───── Excerpt provided ─────
But embracing perceived failures or one's own imperfections doesn't mean giving up. This isn't a matter of saying "Well, that's just the way I am. Take it or leave it!" or "That's the way I was raised!" or "I'll never be any good, so why try?" It means recognizing the value of taking risks and of celebrating steps along the way to a long term goal. It also means embracing the fact that you are valuable and lovable whether you achieve a goal or expectation or not, whatever your weight or physical imperfections, whatever your strengths and weaknesses or widely varying competencies happen to be.
As time goes on, I'm learning, more and more, to embrace my failures and imperfections. I'm learning to accept the parts of me that I'd rather not acknowledge as part of my whole. While my bright, most visible side is loving with an open heart and open mind, funny, pleasant and compassionate, my darker side can be depressive and self-centered, judgmental and stubborn. I'm learning to embrace all of what lurks within. Accepting my imperfections doesn't mean that I don't want to be better. I do strive daily to be more loving and less self-involved, more accepting and less inclined to judge others. Sometimes the diverse parts of myself struggle mightily. But accepting my dark side, embracing the fool within, takes away the covert power of the darkness. It makes me more comfortable with the imperfect person I am and more at peace with all of life's vicissitudes.
───── Source material ─────
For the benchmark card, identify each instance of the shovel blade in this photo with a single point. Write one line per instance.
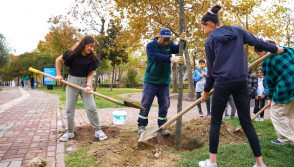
(131, 104)
(237, 129)
(148, 134)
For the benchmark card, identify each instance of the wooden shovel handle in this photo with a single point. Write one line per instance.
(198, 101)
(76, 86)
(254, 64)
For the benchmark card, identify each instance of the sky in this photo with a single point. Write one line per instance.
(25, 22)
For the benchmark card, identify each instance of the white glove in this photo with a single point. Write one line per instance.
(177, 59)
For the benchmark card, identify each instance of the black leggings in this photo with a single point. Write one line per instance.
(220, 98)
(259, 104)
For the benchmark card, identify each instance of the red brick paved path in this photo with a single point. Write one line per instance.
(31, 124)
(34, 128)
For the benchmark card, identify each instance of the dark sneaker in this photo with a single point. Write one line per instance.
(206, 163)
(141, 129)
(165, 132)
(277, 142)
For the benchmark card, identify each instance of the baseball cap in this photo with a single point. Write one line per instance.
(165, 33)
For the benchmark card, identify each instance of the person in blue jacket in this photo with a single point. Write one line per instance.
(227, 71)
(158, 77)
(199, 78)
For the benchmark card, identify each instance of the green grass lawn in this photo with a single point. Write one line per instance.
(101, 103)
(239, 155)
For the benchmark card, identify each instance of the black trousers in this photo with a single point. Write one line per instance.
(220, 98)
(259, 104)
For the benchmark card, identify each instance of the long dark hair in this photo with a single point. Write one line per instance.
(76, 51)
(211, 15)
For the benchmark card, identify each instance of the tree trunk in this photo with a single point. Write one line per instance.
(175, 78)
(246, 46)
(99, 52)
(189, 74)
(178, 133)
(112, 77)
(63, 85)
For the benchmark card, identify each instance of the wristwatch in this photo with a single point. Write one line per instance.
(89, 86)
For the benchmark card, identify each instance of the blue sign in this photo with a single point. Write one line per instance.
(50, 71)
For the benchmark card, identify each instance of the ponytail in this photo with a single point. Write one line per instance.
(211, 15)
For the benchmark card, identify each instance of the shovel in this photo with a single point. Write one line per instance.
(151, 133)
(123, 103)
(256, 115)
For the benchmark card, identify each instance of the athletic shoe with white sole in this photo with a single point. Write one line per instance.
(277, 142)
(100, 135)
(141, 129)
(259, 166)
(207, 163)
(65, 137)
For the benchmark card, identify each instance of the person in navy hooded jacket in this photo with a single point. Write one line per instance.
(227, 71)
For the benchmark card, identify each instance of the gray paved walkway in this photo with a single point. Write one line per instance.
(31, 123)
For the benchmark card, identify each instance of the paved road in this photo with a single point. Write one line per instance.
(31, 123)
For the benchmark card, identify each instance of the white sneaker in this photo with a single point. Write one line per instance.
(207, 163)
(259, 166)
(100, 135)
(66, 136)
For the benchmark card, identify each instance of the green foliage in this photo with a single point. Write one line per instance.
(112, 48)
(61, 37)
(4, 52)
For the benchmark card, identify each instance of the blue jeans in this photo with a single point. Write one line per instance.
(220, 98)
(162, 94)
(233, 107)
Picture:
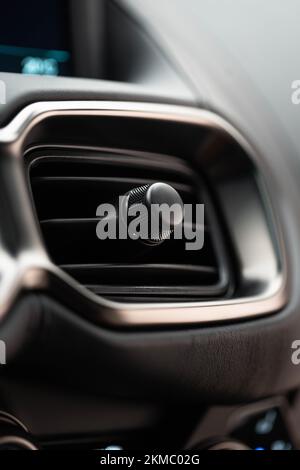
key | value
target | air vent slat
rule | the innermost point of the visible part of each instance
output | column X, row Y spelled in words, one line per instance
column 123, row 268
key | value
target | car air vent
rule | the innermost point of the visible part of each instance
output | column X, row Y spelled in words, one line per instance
column 68, row 187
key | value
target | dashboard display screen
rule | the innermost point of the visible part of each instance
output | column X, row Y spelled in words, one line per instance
column 35, row 37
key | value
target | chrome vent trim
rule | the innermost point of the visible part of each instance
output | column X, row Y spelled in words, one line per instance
column 27, row 266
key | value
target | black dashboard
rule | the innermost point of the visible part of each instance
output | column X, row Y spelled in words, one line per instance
column 112, row 344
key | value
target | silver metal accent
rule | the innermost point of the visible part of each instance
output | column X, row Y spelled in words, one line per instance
column 32, row 269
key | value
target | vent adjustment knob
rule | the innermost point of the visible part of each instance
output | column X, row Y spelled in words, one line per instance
column 165, row 209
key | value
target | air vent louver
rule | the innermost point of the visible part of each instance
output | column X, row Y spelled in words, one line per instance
column 67, row 188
─────
▶ [Explore the material]:
**a)** In the passage on embracing imperfections, what traits are attributed to the writer's darker side?
**b)** Continue the passage on embracing imperfections from its final sentence.

▶ [Solved problems]:
**a)** It can be depressive and self-centered, judgmental and stubborn.

**b)**
Accepting one's own strengths and weaknesses, learning from failures instead of considering these evidence of one's own hopelessness and/or victimhood or of the world's cruelty and unfairness, makes one more likely to enjoy life along the way -- whatever the outcome of one's efforts, goals and dreams.
I wish that Purr Therapy had been a huge success. I did the best I could at the time. And writing that book was a pleasure. What more could I really ask? There are a myriad of reasons why it failed -- some failures by others involved, some failures that were all my own. I have come to accept and own all of these. I'm learning and growing and writing better now. And I think I'm wiser today than I was four or five years ago.
Besides, Purr Therapy wasn't a total bust. It brought a little crippled black kitten named Ollie into my life. And he has turned out to be amazingly healthy and able -- running like the wind, jumping with strength and expertise. His missing leg doesn't hold him back. He is fully engaged with life, the crowd favorite among his three fellow cats in residence. Ollie is one of the most affectionate, wonderful cats ever, spending hours purring, cuddled on my shoulder or curled in my lap. And I never lose sight of the fact that we would never have found each other -- but for Purr Therapy.
It's true that Purr Therapy didn't live up to my initial hopes and dreams. But it did bring so many positives to my life. There was the thrill of writing about animals so close to my heart, the extraordinary Timmy and Marina whom I loved so much and lost too soon; the pleasure of reconnecting with the wonderful Dr. Tracy McFarland in Santa Clarita, CA, the best vet ever, and then the unexpected, incredible joy of Ollie.
So I am blessed. And life goes on...with the sun shining brightly and each day a new adventure.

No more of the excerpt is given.